**DIRECTIVE A:**
Answer these about the Cooking with Perl page, one line each:
(i) Which book are the recipes excerpted from?
(ii) What is the title of the sample recipe?
(iii) In the Problem section, what does the example say you might want to monitor?

**EXCERPT:**
Cooking with Perl, Part 3
September 17, 2003Editor's note: In this third and final batch of recipes excerpted from Perl Cookbook, you'll find solutions and code examples for extracting HTML table data, templating with HTML::Mason, and making simple changes to elements or text.
Sample Recipe: Extracting Table Data
Problem
You have data in an HTML table, and you would like to turn that into a Perl data structure. For example, you want to monitor changes to an author's CPAN module list.

**Stored data:**
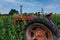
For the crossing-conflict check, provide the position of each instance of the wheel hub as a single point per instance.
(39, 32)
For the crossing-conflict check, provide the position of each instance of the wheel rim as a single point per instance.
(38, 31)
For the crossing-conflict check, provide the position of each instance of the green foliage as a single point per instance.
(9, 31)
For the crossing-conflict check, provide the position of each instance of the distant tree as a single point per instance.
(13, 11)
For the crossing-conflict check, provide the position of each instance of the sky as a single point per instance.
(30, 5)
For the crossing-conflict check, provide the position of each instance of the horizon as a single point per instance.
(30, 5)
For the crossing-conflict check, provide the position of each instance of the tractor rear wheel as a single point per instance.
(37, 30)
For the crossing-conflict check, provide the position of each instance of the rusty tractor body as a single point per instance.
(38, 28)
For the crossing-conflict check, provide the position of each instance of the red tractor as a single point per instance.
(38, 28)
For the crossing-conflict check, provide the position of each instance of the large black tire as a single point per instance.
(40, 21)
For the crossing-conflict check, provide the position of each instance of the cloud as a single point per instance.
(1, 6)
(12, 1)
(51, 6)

...

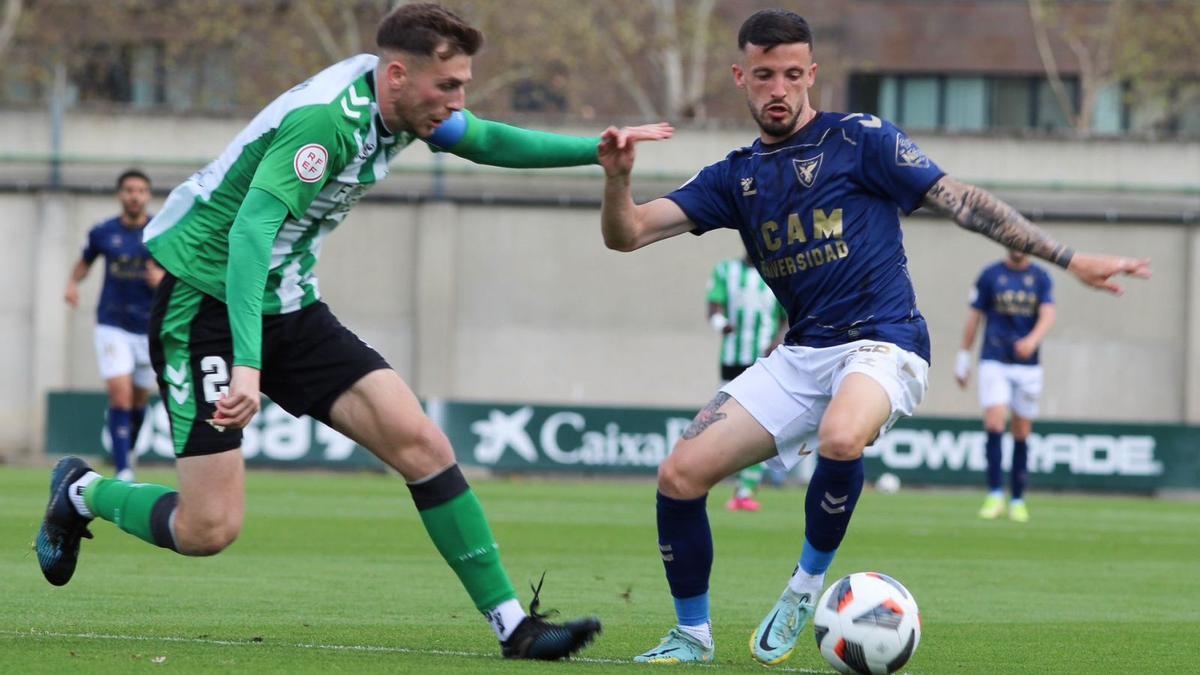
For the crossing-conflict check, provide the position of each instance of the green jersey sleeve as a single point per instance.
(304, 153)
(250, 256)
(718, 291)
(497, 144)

--

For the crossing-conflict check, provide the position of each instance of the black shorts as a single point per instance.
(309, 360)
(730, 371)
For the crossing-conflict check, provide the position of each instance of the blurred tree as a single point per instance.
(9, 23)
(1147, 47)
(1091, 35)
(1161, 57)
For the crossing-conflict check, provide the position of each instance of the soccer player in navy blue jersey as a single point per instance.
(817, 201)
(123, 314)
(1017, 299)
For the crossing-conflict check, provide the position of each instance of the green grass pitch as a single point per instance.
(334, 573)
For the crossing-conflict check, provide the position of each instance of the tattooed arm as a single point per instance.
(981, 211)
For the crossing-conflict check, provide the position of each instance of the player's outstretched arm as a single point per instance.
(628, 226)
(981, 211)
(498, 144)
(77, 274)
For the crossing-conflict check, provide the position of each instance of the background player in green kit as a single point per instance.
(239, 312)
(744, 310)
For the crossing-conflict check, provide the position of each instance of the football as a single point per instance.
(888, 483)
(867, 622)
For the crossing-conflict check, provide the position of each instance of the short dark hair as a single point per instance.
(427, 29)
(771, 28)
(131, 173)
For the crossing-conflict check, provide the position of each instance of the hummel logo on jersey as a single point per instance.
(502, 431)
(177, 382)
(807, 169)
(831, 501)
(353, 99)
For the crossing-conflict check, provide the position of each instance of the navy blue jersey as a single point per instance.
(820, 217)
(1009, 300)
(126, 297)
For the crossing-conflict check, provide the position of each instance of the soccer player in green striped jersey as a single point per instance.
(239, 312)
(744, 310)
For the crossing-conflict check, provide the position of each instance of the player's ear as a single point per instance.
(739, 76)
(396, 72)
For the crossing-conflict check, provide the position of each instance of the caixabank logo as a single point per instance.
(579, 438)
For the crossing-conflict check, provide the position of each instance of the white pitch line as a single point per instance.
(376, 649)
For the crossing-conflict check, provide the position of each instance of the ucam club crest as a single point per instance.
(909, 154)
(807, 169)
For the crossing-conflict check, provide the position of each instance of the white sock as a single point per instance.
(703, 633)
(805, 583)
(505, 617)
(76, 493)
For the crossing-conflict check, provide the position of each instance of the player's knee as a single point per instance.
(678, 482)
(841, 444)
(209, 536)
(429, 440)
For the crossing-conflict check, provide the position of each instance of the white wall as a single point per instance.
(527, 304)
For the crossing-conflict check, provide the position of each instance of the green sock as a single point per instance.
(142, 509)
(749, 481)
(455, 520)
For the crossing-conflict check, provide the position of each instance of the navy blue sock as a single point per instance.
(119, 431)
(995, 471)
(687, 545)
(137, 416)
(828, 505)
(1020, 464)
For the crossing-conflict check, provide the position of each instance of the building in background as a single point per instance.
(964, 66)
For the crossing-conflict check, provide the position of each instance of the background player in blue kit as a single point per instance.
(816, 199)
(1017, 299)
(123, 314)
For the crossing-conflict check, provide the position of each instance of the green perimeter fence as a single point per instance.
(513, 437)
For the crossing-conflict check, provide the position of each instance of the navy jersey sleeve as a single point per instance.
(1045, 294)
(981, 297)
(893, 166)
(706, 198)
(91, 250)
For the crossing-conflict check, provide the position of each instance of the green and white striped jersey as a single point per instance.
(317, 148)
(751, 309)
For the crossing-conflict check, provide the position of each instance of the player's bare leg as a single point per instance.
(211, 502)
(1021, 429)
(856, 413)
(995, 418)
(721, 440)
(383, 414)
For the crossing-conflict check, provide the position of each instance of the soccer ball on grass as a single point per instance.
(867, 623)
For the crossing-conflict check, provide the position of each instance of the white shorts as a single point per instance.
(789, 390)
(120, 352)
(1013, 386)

**DIRECTIVE B:**
Pick out every line of the records that contains the string "wheel", and copy each of those lines.

**PROBLEM SOLUTION A:**
(i) Perl Cookbook
(ii) Extracting Table Data
(iii) Changes to an author's CPAN module list

**PROBLEM SOLUTION B:**
For the crossing-conflict check, provide the position of each instance of the wheel hub as a single point per instance.
For the crossing-conflict check, provide the position of each instance of the wheel rim as a single point per instance.
For the crossing-conflict check, provide the position of each instance of the tractor rear wheel as a single point per instance.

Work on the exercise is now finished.